The example also stresses artifact hygiene. A helper prepares .npy arrays, Lean trains the model, and a plotting helper renders a prediction CSV. The Python scripts are data/artifact utilities, not the owner of the model semantics.

The paper anchor is Li et al., "Fourier Neural Operator for Parametric Partial Differential Equations" (ICLR 2021, https://arxiv.org/abs/2010.08895).

7.2.8. Diffusion And Other Generative Commands🔗

The generative commands are:

lake exe torchlean autoencoder --steps 10
lake exe torchlean mae --steps 10
lake exe torchlean vae --steps 10
lake exe torchlean vqvae --steps 10
lake exe torchlean gan --steps 10
lake exe torchlean diffusion --steps 5

These examples stress stochastic and reconstruction oriented training. Diffusion adds timestep schedules, noising, denoising, and sampling artifacts. VAE, VQ-VAE, and GAN examples connect a runnable training surface to objective definitions used by theorems in the generative theory API. The companion generative guide explains that boundary in more detail.

These examples are not just "more MLPs." They force the API to express latent shapes, reconstruction targets, score targets, generator/discriminator pairs, patch masks, and image valued sampling outputs.

7.2.9. RL Demos🔗

The RL examples are different from the supervised and generative zoo because the data is not just a static tensor file. It is produced by an environment boundary:

NN.Examples.Models.RL.PPOCartPole API trains an actor critic on Gymnasium CartPole-v1 through a Python subprocess bridge.
NN.Examples.Models.RL.PPOGridWorld API gives a smaller controlled PPO environment.
NN.Examples.Models.RL.PPOPongRam API exercises a larger observation/action setting.
NN.Examples.Models.RL.DQNReplay API focuses on the off policy replay and minibatch update pieces.

[Task to complete] Continue the text on the TorchLean RL demos from the point where it stops.

[Data under study]

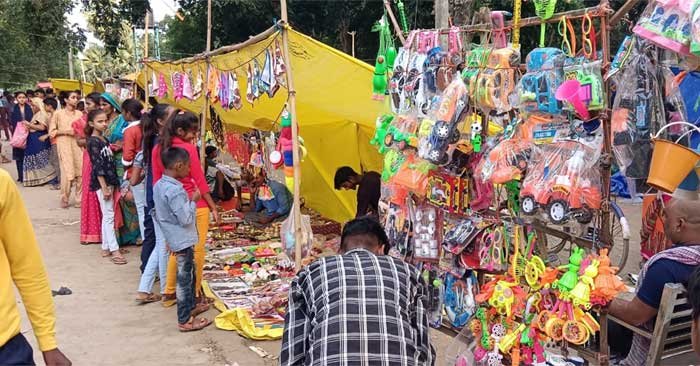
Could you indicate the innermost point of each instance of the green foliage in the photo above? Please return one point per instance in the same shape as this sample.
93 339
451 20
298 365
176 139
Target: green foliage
36 41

[Final answer]
For CartPole:

lake exe -K cuda=true torchlean ppo_cartpole --cuda --updates 50

For the DQN replay mini example:

lake exe torchlean dqn_replay

RL stresses the trust boundary harder than ordinary supervised learning. TorchLean can typecheck the tensors that enter training, define the policy/value losses, and write logs that widgets can read. But the Gymnasium environment is an external process. The CartPole file says this directly: raw environment observations are checked against a runtime boundary contract before becoming training data. The theorem prover boundary is explicit: TorchLean verifies what enters the Lean side, while the external simulator remains outside the proved fragment.

The paper anchors are Mnih et al., "Human-level control through deep reinforcement learning" (Nature 2015, https://www.nature.com/articles/nature14236) for DQN and Schulman et al., "Proximal Policy Optimization Algorithms" (2017, https://arxiv.org/abs/1707.06347) for PPO. The environment API reference is Gymnasium by the Farama Foundation (https://gymnasium.farama.org/).

The interaction loop is:

s_t \xrightarrow{\pi_\theta} a_t \xrightarrow{\mathrm{env}} (r_t,s_{t+1})

TorchLean can type and check the policy, rollout buffers, returns, and PPO losses. If the environment is Gymnasium, the environment transition itself remains an external boundary.

7.2.10. API, Runtime, Graph, CUDA, Verification🔗

The model zoo is best read as five overlapping tests:

API: can modern models be expressed as typed Lean constructors rather than opaque Python modules?
Runtime: can eager autograd, optimizers, logs, save/load paths, and data loaders run end to end?
Graph: can branchy, tokenized, recurrent, and spectral programs be lowered or related to shared graph concepts when needed?
CUDA: can GPU execution accelerate examples without changing their public model shape?
Verification: can examples point to specs used by theorems and make the remaining trust boundary explicit?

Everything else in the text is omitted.